**WHAT IS BEING ASKED:** Copy out the entries below exactly as they appear, starting with the line that contains "# test: pointer marks the brown" and continuing through the last line of the entries, with both ends included.
** BEGIN EXERCISE MATERIAL **
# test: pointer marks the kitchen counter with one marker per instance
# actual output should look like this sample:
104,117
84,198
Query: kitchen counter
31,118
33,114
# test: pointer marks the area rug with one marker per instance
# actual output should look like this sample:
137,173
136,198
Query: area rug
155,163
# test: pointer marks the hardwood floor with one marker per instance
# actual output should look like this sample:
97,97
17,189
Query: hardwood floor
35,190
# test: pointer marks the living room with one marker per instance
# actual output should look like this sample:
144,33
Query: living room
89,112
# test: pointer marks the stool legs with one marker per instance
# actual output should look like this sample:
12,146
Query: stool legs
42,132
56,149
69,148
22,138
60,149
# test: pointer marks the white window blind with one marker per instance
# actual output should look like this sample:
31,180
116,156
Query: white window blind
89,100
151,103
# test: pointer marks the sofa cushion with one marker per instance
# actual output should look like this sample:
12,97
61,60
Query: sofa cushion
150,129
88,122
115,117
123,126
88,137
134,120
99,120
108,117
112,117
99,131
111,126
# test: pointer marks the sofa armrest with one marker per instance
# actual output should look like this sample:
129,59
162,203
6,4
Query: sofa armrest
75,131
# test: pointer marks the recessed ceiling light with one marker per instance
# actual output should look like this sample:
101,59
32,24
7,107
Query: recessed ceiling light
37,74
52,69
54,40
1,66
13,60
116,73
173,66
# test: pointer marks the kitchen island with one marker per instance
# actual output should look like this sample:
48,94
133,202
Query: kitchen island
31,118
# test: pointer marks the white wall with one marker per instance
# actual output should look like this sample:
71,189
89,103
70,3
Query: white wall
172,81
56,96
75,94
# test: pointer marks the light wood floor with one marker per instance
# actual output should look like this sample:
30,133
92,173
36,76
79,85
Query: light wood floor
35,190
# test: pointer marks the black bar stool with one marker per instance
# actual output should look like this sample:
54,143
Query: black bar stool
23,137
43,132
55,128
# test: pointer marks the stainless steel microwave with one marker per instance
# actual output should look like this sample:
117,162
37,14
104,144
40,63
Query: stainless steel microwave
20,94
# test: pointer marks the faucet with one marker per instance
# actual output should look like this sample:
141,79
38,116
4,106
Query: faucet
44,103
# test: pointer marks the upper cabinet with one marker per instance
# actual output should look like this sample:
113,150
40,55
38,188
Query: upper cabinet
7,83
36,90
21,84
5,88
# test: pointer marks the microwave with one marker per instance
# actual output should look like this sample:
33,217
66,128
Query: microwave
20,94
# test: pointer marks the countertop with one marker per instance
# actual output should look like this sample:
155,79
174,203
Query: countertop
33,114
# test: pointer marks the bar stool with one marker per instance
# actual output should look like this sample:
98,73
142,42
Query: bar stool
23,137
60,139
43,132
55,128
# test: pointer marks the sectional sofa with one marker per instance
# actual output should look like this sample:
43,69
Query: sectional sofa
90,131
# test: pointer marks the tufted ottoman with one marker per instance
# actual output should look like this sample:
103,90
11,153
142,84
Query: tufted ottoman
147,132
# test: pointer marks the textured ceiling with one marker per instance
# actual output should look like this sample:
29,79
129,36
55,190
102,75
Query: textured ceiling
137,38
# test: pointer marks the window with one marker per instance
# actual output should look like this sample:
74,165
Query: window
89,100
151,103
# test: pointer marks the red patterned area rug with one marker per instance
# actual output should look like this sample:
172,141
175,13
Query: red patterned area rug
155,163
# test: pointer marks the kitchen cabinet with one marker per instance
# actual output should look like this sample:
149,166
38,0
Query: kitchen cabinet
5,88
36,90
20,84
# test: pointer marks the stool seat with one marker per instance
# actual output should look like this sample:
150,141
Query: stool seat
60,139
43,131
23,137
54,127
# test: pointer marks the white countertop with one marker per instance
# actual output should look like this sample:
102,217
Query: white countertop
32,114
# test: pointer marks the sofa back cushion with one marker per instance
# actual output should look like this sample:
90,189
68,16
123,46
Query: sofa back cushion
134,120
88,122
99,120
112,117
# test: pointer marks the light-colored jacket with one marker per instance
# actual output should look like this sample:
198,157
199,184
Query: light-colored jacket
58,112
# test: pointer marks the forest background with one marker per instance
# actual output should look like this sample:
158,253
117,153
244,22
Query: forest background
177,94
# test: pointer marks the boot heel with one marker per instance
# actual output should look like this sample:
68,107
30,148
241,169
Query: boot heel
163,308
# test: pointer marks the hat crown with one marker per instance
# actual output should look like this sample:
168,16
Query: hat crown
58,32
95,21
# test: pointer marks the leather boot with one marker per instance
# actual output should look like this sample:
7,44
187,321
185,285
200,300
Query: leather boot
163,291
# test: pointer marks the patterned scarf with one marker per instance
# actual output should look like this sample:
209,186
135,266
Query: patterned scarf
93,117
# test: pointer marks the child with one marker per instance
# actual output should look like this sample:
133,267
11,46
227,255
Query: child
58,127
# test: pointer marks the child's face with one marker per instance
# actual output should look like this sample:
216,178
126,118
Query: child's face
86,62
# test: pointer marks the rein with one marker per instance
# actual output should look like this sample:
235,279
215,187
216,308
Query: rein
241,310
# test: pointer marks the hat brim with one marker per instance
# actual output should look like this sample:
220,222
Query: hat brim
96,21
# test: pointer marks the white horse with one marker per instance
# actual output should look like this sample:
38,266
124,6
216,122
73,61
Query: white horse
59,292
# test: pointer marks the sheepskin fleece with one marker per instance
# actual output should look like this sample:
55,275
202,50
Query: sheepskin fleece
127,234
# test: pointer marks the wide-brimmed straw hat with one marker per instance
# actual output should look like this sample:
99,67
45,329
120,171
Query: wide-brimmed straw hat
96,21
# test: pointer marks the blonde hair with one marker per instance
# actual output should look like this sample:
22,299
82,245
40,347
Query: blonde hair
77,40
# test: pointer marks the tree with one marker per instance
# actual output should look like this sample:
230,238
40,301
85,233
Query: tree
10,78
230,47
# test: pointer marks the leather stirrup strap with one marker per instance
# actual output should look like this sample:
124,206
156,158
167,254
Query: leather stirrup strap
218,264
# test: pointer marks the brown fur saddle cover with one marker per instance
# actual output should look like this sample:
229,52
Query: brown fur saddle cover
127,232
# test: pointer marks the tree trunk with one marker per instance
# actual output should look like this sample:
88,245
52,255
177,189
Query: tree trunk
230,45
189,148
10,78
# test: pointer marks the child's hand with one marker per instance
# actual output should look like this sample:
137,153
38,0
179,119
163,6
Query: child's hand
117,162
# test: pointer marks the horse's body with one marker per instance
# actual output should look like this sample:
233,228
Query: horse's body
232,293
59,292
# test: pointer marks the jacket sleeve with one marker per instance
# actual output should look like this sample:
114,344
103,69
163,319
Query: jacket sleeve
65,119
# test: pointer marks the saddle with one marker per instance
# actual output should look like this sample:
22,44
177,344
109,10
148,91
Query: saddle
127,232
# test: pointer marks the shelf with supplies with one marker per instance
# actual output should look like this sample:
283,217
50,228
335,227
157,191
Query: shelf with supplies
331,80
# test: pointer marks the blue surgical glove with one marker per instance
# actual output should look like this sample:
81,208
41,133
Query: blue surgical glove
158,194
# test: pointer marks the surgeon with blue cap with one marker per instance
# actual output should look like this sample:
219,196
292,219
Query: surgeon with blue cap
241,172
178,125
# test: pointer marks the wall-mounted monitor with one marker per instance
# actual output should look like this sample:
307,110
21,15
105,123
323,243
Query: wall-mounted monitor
** END EXERCISE MATERIAL **
**RESULT:**
# test: pointer marks the brown fur saddle cover with one marker per instance
# actual output should look like this sample:
229,52
Query: brown fur saddle cover
127,232
# test: pointer marks the tree trunk with one marker per instance
# actual output should look like this sample:
88,245
52,255
177,189
Query: tree trunk
230,45
189,148
10,78
# test: pointer marks the child's hand with one marker per instance
# actual output should look like this sample:
137,153
38,0
179,119
163,6
Query: child's hand
117,162
# test: pointer marks the horse's body with one marker per instance
# actual output should look like this sample:
233,228
Query: horse's body
232,293
59,292
# test: pointer marks the jacket sleeve with one marker per instance
# actual output should look like this sample:
114,344
103,69
163,319
Query: jacket sleeve
65,119
# test: pointer marks the saddle with one marker per instance
# actual output should look like this sample:
22,44
177,344
109,10
148,91
Query: saddle
127,232
# test: pointer marks the shelf with supplies with one marker per instance
# actual output should look like this sample:
283,217
50,228
335,227
157,191
Query: shelf with supplies
331,80
# test: pointer marks the blue surgical glove with one marker per instance
# actual output should look like this sample:
81,208
41,133
Query: blue surgical glove
158,194
# test: pointer marks the surgeon with blue cap with one marker per instance
# actual output should look like this sample:
219,196
292,219
Query: surgeon with blue cap
241,172
178,125
# test: pointer marks the wall-mounted monitor with one marker per instance
# actual output should look like this sample:
307,110
21,15
105,123
323,243
Query: wall-mounted monitor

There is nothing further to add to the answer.